-- Exercise details --
In the abstract on e-cigarette health reviews, copy out everything from "Objective:We conducted two" down to "effects of ENDS." word for word.

-- Provided text --
-------
Background:Despite the clear risks of tobacco use, millions of people continue to smoke. Electronic nicotine delivery systems (ENDS), commonly called e-cigarettes, have been proposed as a substitute for those who are unwilling or unable to quit. Current systematic and narrative reviews on the health effects of ENDS use, particularly respiratory and cardiovascular effects, have come to differing conclusions.
Objective:We conducted two systematic reviews to critically assess and synthesize available human studies on the respiratory and cardiovascular health effects of ENDS substitution for people who smoke. The primary goal is to provide clinicians with evidence on the health effects of ENDS substitution to inform their treatment recommendations and plans. The twin goal of the reviews is to promote health literacy in ENDS users with facts on the health effects of ENDS.
Methods:These two reviews will be living systematic reviews. The systematic reviews will be initiated through a baseline review. Studies will be evaluated using the JBI quality assessment tools and a checklist of biases drawn from the Centre for Evidence Based Medicine Catalogue of Bias. A narrative synthesis is planned because of the heterogeneity of data. A search for recently published studies will be conducted every 3 months, and an updated review will be published every 6 months for the duration of the project or possibly longer.
Results:The baseline and updated reviews will be published in a peer-reviewed journal. The findings of the reviews will be reported in a white paper for clinicians and a fact sheet for people who use ENDS.
Conclusions:The substitution of ENDS for cigarettes is one way to potentially reduce the risks of smoking. Clinicians and their patients need to understand the potential benefits and possible risks of substituting ENDS for cigarettes. Our living systematic reviews seek to highlight the best and most up-to-date evidence in this highly contentious and fast-moving field of research.
-------
-- Information provided --
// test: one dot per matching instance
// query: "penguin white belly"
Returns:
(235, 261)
-------
-- Written answer --
Objective:We conducted two systematic reviews to critically assess and synthesize available human studies on the respiratory and cardiovascular health effects of ENDS substitution for people who smoke. The primary goal is to provide clinicians with evidence on the health effects of ENDS substitution to inform their treatment recommendations and plans. The twin goal of the reviews is to promote health literacy in ENDS users with facts on the health effects of ENDS.